┌─ Excerpt provided

From 4a555aaef155a4913340065937bb98649acd7a65 Mon Sep 17 00:00:00 2001
From: Brian Clozel <bclozel@vmware.com>
Date: Mon, 5 Dec 2022 11:45:07 +0100
Subject: [PATCH] Reduce heap memory usage in ConcurrentLruCache

Prior to this commit, the `ConcurrentLruCache` implementation would use
arrays of `AtomicReference` as operation buffers, and the buffer count
would be calculated with the nearest power of two for the CPU count.

This can result in significant heap memory usage as each
`AtomicReference` buffer entry adds to the memory pressure. As seen in
FasterXML/jackson-databind#3665, this can add a significant overhead for
no real added benefit for the current use case.

└─

• What you will do:
• A. Show every line of the rows that contains the word "hand", copying each one in full. Case counts.
• B. Extend the patch message about reducing heap memory usage in ConcurrentLruCache, starting after its last sentence.

┌─ Rows

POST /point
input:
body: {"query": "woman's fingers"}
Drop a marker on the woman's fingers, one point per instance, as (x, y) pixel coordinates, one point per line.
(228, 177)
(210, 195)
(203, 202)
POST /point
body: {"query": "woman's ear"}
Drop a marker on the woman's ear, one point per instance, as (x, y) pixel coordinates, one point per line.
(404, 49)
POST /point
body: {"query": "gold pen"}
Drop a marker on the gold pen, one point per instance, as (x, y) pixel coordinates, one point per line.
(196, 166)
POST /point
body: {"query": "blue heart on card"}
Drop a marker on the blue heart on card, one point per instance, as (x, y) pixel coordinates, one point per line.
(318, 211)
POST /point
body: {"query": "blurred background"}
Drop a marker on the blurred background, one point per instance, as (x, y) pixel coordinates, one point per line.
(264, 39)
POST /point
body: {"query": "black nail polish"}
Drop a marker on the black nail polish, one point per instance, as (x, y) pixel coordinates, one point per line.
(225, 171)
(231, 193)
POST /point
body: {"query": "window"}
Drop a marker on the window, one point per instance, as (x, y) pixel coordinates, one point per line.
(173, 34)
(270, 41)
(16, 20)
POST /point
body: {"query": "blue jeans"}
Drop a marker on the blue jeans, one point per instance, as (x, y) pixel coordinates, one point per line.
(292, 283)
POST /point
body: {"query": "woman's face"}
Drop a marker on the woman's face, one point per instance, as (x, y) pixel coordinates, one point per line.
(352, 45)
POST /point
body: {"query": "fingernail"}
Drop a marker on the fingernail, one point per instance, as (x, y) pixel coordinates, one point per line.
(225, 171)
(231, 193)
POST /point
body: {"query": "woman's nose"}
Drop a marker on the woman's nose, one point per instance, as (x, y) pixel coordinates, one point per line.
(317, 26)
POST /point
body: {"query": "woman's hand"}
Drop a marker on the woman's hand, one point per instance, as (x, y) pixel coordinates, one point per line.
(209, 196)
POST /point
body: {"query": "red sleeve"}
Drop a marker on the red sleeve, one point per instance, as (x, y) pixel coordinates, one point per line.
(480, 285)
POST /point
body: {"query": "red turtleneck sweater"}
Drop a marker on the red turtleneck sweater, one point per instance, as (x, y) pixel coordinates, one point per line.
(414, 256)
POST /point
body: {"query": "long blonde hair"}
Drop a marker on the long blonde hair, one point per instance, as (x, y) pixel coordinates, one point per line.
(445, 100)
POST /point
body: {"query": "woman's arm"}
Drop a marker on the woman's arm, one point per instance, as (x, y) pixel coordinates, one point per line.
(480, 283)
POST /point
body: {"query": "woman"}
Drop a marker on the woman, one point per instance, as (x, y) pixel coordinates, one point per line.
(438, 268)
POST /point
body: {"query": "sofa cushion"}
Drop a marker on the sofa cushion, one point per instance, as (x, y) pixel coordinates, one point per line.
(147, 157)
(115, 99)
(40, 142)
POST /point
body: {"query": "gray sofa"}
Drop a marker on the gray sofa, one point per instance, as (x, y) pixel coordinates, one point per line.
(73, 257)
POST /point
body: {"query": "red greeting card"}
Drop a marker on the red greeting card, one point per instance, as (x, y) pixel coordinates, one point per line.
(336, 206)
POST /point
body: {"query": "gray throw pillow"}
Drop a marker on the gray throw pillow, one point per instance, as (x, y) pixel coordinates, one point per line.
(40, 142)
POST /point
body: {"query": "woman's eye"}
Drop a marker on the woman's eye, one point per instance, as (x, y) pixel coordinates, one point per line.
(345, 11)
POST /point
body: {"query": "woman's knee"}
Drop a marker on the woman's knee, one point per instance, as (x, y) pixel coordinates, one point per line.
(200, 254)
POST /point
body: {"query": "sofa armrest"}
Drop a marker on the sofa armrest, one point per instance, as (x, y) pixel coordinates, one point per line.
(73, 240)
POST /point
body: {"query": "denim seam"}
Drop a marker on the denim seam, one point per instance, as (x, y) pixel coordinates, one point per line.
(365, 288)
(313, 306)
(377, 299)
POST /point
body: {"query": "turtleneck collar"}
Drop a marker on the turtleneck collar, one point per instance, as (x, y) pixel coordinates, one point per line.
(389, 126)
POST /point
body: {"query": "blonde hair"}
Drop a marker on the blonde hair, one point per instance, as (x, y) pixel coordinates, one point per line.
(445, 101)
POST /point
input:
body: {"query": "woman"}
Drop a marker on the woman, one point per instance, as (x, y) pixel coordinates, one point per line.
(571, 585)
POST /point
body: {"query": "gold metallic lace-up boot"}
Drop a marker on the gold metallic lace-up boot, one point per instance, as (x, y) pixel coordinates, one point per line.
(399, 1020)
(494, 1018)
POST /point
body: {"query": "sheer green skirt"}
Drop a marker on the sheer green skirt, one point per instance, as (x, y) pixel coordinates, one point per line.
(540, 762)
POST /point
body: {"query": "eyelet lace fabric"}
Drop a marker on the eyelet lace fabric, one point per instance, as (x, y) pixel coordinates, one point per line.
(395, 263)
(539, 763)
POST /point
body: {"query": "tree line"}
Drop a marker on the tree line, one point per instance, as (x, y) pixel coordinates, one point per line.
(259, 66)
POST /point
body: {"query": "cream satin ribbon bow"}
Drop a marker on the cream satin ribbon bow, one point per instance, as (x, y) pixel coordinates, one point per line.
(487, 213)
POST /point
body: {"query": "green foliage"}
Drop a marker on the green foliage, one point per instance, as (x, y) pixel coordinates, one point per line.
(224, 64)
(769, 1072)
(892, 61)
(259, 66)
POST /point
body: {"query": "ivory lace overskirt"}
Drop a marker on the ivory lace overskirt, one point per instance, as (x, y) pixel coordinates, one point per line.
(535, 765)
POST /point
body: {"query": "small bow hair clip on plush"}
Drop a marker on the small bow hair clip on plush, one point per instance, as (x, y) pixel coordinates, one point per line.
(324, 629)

└─

• Results in order:
• A.
body: {"query": "woman's hand"}
Drop a marker on the woman's hand, one point per instance, as (x, y) pixel coordinates, one point per line.

• B.
This commit changes the current implementation to use
`AtomicReferenceArray` as buffers and reduce the number of buffers.
JMH benchmarks results are within the error margin so we can assume that
this does not change the performance characteristics for the typical use
case in Spring Framework.

Fixes gh-29520
---
 .../util/ConcurrentLruCache.java              | 47 +++++++++----------
 1 file changed, 22 insertions(+), 25 deletions(-)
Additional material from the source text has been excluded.